(Region pointing data)
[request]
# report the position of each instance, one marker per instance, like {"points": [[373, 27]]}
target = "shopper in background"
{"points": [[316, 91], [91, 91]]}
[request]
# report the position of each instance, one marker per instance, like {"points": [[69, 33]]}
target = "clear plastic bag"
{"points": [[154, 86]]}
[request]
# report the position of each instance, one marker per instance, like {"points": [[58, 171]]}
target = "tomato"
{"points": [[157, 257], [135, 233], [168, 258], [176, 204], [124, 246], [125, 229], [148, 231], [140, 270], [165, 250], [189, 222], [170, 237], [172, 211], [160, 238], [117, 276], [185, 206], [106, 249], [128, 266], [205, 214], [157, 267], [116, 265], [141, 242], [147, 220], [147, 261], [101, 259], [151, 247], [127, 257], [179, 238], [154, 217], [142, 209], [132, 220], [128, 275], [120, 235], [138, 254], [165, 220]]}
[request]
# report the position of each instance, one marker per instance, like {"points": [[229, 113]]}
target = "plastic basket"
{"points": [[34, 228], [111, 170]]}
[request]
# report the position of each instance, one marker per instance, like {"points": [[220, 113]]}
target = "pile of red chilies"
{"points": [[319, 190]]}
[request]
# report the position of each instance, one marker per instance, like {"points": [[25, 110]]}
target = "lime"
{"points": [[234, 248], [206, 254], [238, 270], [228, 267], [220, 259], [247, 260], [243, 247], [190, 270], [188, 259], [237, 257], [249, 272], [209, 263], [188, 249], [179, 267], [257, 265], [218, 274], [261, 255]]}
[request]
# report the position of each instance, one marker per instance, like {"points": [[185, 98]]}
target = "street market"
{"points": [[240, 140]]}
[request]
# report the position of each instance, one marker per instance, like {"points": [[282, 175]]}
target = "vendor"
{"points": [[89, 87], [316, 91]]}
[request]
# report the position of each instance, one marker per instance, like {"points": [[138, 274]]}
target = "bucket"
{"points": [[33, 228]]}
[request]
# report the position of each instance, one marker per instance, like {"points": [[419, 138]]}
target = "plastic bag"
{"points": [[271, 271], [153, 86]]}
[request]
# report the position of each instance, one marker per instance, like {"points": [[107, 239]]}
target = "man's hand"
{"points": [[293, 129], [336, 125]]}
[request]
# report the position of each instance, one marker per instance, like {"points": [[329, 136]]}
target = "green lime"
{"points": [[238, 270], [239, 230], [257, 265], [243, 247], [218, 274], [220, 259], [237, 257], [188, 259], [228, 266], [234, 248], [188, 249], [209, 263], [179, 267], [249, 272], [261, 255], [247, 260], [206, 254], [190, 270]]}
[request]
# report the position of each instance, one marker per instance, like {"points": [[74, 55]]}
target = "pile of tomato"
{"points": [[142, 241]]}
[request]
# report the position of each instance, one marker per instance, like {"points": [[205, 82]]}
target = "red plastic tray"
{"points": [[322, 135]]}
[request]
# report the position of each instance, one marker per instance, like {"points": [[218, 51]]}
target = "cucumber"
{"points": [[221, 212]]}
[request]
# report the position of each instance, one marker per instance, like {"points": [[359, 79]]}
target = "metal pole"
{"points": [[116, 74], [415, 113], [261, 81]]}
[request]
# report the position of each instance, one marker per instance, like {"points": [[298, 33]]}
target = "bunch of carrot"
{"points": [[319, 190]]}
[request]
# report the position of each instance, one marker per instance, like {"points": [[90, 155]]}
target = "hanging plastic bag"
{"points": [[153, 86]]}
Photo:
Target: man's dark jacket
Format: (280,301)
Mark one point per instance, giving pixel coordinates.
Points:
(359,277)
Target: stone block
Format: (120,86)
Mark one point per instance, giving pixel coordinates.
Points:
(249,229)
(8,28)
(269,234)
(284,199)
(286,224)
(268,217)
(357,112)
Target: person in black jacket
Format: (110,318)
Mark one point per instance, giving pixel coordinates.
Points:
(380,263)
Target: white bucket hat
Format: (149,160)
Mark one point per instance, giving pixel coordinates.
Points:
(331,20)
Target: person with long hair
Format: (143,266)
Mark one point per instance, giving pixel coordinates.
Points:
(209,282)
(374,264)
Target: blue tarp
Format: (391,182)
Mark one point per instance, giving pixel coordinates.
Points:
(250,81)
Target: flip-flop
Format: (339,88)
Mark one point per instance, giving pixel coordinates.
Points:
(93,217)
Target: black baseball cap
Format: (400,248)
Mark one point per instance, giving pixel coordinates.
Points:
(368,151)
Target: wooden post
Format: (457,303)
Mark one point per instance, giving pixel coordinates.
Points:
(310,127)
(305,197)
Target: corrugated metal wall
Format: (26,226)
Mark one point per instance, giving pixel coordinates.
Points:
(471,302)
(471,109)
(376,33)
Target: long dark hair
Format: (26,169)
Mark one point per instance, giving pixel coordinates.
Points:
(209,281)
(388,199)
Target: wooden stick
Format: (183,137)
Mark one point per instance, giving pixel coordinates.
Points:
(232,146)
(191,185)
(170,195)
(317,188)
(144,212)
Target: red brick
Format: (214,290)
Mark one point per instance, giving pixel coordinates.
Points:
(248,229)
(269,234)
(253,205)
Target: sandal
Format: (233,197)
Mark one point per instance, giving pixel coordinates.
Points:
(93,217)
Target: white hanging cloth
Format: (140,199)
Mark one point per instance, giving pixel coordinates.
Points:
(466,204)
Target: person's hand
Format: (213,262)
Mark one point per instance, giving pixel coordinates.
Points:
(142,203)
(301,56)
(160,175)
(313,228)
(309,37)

• THE PROBLEM: Set down each entry exactly as it appears above.

• EXERCISE RESPONSE:
[request]
# report the position of each instance, one marker per instance, like {"points": [[373, 27]]}
target = "shopper in background"
{"points": [[316, 91], [91, 91]]}
[request]
# report the position of each instance, one marker per instance, like {"points": [[69, 33]]}
target = "clear plastic bag"
{"points": [[154, 86]]}
[request]
# report the position of each instance, one marker per instance, like {"points": [[58, 171]]}
target = "tomato"
{"points": [[157, 257], [135, 233], [168, 258], [176, 204], [124, 246], [125, 229], [148, 231], [140, 270], [165, 250], [189, 222], [170, 237], [172, 211], [160, 238], [117, 276], [185, 206], [106, 249], [128, 266], [205, 214], [157, 267], [116, 265], [141, 242], [147, 220], [147, 261], [101, 259], [151, 247], [127, 257], [179, 238], [154, 217], [142, 209], [132, 220], [128, 275], [120, 235], [138, 254], [165, 220]]}
[request]
# report the position of each instance, one marker per instance, like {"points": [[229, 113]]}
target = "plastic basket"
{"points": [[34, 228], [111, 170]]}
[request]
# report the position of each instance, one marker per instance, like {"points": [[220, 113]]}
target = "pile of red chilies"
{"points": [[319, 190]]}
[request]
# report the position of each instance, one marker per instance, like {"points": [[25, 110]]}
target = "lime"
{"points": [[234, 248], [206, 254], [238, 270], [228, 267], [220, 259], [247, 260], [243, 247], [190, 270], [188, 259], [237, 257], [249, 272], [209, 263], [188, 249], [179, 267], [257, 265], [218, 274], [261, 255]]}
[request]
# report the position of each instance, one marker per instance, like {"points": [[185, 98]]}
target = "street market"
{"points": [[240, 140]]}
[request]
# report the position of each instance, one marker per instance, like {"points": [[282, 175]]}
target = "vendor"
{"points": [[89, 87], [316, 91]]}
[request]
# report the position of each instance, one marker per instance, like {"points": [[138, 274]]}
target = "bucket"
{"points": [[33, 228]]}
[request]
# report the position of each instance, one marker per instance, like {"points": [[419, 138]]}
target = "plastic bag"
{"points": [[271, 271], [153, 86]]}
[request]
# report the position of each instance, one marker per instance, like {"points": [[107, 239]]}
target = "man's hand"
{"points": [[293, 129], [336, 125]]}
[request]
# report the position of each instance, one marker per instance, like {"points": [[329, 136]]}
target = "green lime"
{"points": [[238, 270], [239, 230], [257, 265], [243, 247], [218, 274], [220, 259], [237, 257], [188, 259], [228, 266], [234, 248], [188, 249], [209, 263], [179, 267], [249, 272], [261, 255], [247, 260], [206, 254], [190, 270]]}
[request]
# report the position of each instance, one marker per instance, like {"points": [[74, 55]]}
target = "pile of tomato"
{"points": [[142, 241]]}
[request]
# report the position of each instance, one marker per instance, like {"points": [[205, 82]]}
target = "red plastic tray"
{"points": [[322, 135]]}
[request]
# report the position of each instance, one marker per instance, like {"points": [[218, 51]]}
target = "cucumber"
{"points": [[221, 212]]}
[request]
# report the position of each instance, one marker per instance, like {"points": [[359, 79]]}
target = "metal pole"
{"points": [[116, 74], [415, 113], [261, 81]]}
[request]
# report the position of each instance, one marker per instance, like {"points": [[298, 33]]}
target = "bunch of carrot"
{"points": [[319, 190]]}
[request]
# report the position of each instance, one marker per instance, like {"points": [[90, 155]]}
target = "hanging plastic bag"
{"points": [[153, 86]]}
Photo:
Target: man's dark jacket
Format: (280,301)
Mark one point per instance, giving pixel coordinates.
Points:
(359,277)
Target: stone block
Format: (120,86)
Mark one point per instance, giving pixel coordinates.
Points:
(249,229)
(8,28)
(269,234)
(284,199)
(286,224)
(268,217)
(357,112)
Target: person in black jacket
Format: (110,318)
Mark one point per instance, giving pixel coordinates.
Points:
(380,263)
Target: white bucket hat
Format: (149,160)
Mark one point per instance, giving pixel coordinates.
Points:
(331,20)
Target: person with long hair
Format: (143,266)
Mark one point per instance, giving pixel coordinates.
Points:
(209,282)
(374,264)
Target: blue tarp
Format: (391,182)
Mark one point per instance, giving pixel coordinates.
Points:
(250,81)
Target: flip-flop
Format: (339,88)
Mark one point per instance, giving pixel coordinates.
Points:
(93,217)
Target: black baseball cap
Format: (400,248)
Mark one point per instance, giving pixel coordinates.
Points:
(368,151)
Target: wooden post
Format: (457,303)
Mark one point per instance, giving pixel coordinates.
Points:
(310,127)
(305,197)
Target: corrugated metal wall
Format: (26,226)
Mark one point per instance, giving pixel coordinates.
Points:
(471,302)
(471,109)
(376,33)
Target: long dark hair
Format: (26,169)
Mark one point per instance, giving pixel coordinates.
Points:
(209,281)
(388,199)
Target: wooden stick
Format: (183,137)
Mark one point per instance, giving pixel coordinates.
Points:
(232,146)
(191,185)
(170,195)
(317,188)
(144,212)
Target: red brick
Format: (214,290)
Mark one point per instance, giving pixel coordinates.
Points:
(248,229)
(269,234)
(253,205)
Target: sandal
Format: (233,197)
Mark one point per instance, giving pixel coordinates.
Points:
(93,217)
Target: white hanging cloth
Format: (140,199)
Mark one point per instance, giving pixel coordinates.
Points:
(466,204)
Target: person's hand
Format: (213,262)
Mark one point per instance, giving pixel coordinates.
Points:
(142,203)
(301,56)
(160,175)
(313,228)
(309,37)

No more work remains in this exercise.